Texto de estudio:
>>

Se estaban soldando las cadenas de la dependencia sobre la base de una economía de plantación. Complemento de este proyecto de dominación sería la firma del Tratado de Reciprocidad, duramente criticado por Manuel Sanguily, personalidad contradictoria que convendría, tal y como lo señaló alguna vez Raúl Roa, colocar en su justo sitio.
Las regulaciones arancelarias hacían que Cuba fuera reducida a exportar azúcar crudo para las refinerías norteamericanas, a la vez que los impuestos levantaban un valladar al comercio tradicional con Europa. Monoproductor, el país estaba obligado a importar todos los bienes de consumo.
La Protesta de los Trece es antecedente del Grupo Minorista, que en su programa diseñó un proyecto de país. La perspectiva vanguardista integraba la transformación de los lenguajes artísticos y la reivindicación de los valores más auténticos de la nación. Historia y cultura se articulaban de manera raigal. Había que aprender lo más útil de la vanguardia europea para contribuir al redescubrimiento de lo que somos, a la vez que se impulsaba un diálogo intenso con la América Latina.
En México la Revolución agraria y antimperialista convertía en realidad tangible un sueño emancipador. Encargado de la cultura, en su etapa más lúcida, José Vasconcelos había convocado a los pintores a dejar su huella en todos los muros disponibles y salir del confinamiento de los espacios privados. Diego Rivera y José Clemente Orozco mostraron los rostros hasta entonces invisibilizados de los portadores de las riquísimas culturas originarias de nuestro continente.
En diálogo creador con herramientas del pensamiento marxista, en tierras del sur José Carlos Mariátegui emprendía el estudio de los problemas del Perú. Los cubanos establecieron con él una relación fecunda. Intercambiaron publicaciones, difundieron sus ideas y, en ocasión de su muerte, la Revista de Avance le rindió un homenaje respetuoso. Sin embargo, en la Isla los acontecimientos se precipitaban.

<<

Tareas a realizar:
**A.** Copia de nuevo el fragmento del texto de estudio que empieza con las palabras que contienen "Se estaban soldando" y termina con "su justo sitio.", sustituyendo "duramente criticado" por "severamente criticado".
**B.** Convierte en una lista breve el párrafo del texto de estudio que empieza con "En México la Revolución agraria", conservando sus datos principales.
Responde basándote únicamente en el texto de estudio.

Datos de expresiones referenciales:
>>

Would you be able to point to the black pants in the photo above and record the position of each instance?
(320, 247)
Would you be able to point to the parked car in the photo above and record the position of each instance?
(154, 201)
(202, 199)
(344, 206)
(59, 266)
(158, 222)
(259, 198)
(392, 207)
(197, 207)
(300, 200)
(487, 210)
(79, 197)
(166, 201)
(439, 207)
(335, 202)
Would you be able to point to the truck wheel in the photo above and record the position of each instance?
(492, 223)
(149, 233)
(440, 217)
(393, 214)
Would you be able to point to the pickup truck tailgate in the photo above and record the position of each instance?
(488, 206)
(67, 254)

<<
>>

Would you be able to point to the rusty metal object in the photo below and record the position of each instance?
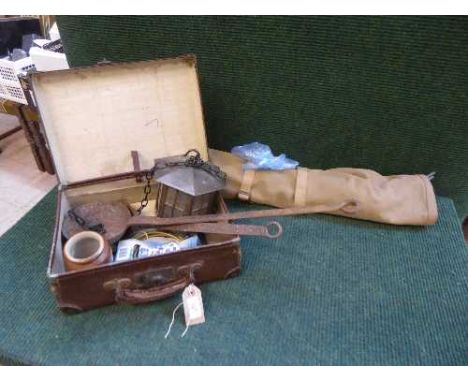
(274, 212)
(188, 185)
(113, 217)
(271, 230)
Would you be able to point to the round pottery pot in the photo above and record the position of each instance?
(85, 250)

<<

Respuestas por tarea:
**A.**
Se estaban soldando las cadenas de la dependencia sobre la base de una economía de plantación. Complemento de este proyecto de dominación sería la firma del Tratado de Reciprocidad, severamente criticado por Manuel Sanguily, personalidad contradictoria que convendría, tal y como lo señaló alguna vez Raúl Roa, colocar en su justo sitio.

**B.**
- En México, la Revolución agraria y antimperialista hacía realidad un sueño emancipador.
- José Vasconcelos, encargado de la cultura, convocó a los pintores a dejar su huella en todos los muros disponibles y a salir de los espacios privados.
- Diego Rivera y José Clemente Orozco mostraron los rostros, hasta entonces invisibilizados, de los portadores de las culturas originarias del continente.